Excerpt to read start

Skip to main content
Announcements
Global Transformation Awards! Applications are now open. Submit Entry
cancel
Showing results for 
Search instead for 
Did you mean: 
tanelry
Partner - Creator II
Partner - Creator II

Autonumber Handling for QVD Optimized Load (via Key Storage)

As we know, autonumber keys are not suitable when QVD optimized (superfast) load is needed. Because autonumber keys are not reusable - the counter restarts from 1 at each script run and previously assigned keys won't necessarily match current ones. And adding autonumber function to QVD load statement will kill optimized load.

I would like to present a workaround. Based on my tests the concept is solid, but I may have missed some weakness. You're welcome to test it further.

In short, our goal is to store qvd fact table including autonumber keys and on next load reuse the number keys without recalculating them. In order to do so we store all native key fields (like "ProductID" or "CompanyID & '|' & ProductID") into separate qvd-s (I call it "key storage"). Each of those stored keys is a compact, single-field table of distinct values in load order of last script run. On next load we start with loading the stored keys one by one and autonumber them (this performs very fast on such compact tables). This initializes autonumber sequence(s) to exactly the same state as on previous load, so after that we don't need to perform autonumber on qvd fact table load - we just use the numbers stored last time. Added records (by incremental load) will have autonumber keys continued from last time. Record delete is also okay, while we never drop any value from the key storage fields.

Excerpt to read end
Data extract start

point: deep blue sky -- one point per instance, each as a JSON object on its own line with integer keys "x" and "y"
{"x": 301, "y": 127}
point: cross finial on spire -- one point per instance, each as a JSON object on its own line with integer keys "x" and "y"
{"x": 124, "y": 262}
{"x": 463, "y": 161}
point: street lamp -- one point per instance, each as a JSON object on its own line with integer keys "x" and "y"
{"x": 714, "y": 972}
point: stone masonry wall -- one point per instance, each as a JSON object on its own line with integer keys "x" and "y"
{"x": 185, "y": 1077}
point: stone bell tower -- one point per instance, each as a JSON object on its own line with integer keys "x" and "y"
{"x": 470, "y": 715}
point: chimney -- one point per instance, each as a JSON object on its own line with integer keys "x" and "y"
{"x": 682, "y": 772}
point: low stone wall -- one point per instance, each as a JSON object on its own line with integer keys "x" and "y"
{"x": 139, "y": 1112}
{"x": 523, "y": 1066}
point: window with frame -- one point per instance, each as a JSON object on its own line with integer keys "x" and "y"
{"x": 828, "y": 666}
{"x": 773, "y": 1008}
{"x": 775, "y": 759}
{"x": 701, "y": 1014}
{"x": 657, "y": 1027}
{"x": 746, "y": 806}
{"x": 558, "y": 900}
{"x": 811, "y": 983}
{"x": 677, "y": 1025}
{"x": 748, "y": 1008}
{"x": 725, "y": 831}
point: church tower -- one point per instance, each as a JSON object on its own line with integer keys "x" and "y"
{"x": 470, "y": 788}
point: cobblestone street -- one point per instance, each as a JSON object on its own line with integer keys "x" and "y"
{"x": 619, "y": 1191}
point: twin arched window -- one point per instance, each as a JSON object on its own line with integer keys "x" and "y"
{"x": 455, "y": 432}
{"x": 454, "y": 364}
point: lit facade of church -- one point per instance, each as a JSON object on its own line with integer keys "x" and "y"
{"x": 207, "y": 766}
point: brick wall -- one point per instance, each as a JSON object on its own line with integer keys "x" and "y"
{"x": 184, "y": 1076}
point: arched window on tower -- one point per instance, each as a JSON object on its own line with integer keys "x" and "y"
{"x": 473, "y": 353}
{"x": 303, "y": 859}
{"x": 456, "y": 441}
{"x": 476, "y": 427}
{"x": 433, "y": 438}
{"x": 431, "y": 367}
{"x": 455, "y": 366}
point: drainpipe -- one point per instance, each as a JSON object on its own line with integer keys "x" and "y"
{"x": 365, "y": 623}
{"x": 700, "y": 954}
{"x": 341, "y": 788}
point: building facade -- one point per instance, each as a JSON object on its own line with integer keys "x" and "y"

Data extract end

Work to do:
1. Answer the following from the forum post on autonumber keys for QVD optimized load:
(a) According to the post, what happens to the autonumber counter at each script run?
(b) What name does the author give to the separate qvd-s that hold the native key fields?
(c) How does the post describe each of those stored keys?
2. Carry on the forum post about autonumber keys and QVD optimized load after its final sentence.

Answers to the problems:
1.
(a) The counter restarts from 1 at each script run.
(b) The author calls them "key storage".
(c) Each is a compact, single-field table of distinct values in load order of the last script run.

2.
Here is a basic example:
We will start with full load from original datasource and assign autonumber keys where necessary. If more than one autonumbered key field is used, each autonumber should have it's own id. Note that we always load native (not numbered) key together with autonumber, this is temporarily required for key storage and will be dropped in the end of script.

SalesFact:
LOAD
CompanyID,
SalesOrderID,
AutoNumber(CompanyID & '|' & ProductID,'Product') as ProductKey,
CompanyID & '|' & ProductID as ProductKeyStr,
AutoNumber(CompanyID & '|' & CustomerID,'Customer') as CustomerKey,
CompanyID & '|' & CustomerID as CustomerKeyStr,
OrderQty,
Amount
;
SQL SELECT ...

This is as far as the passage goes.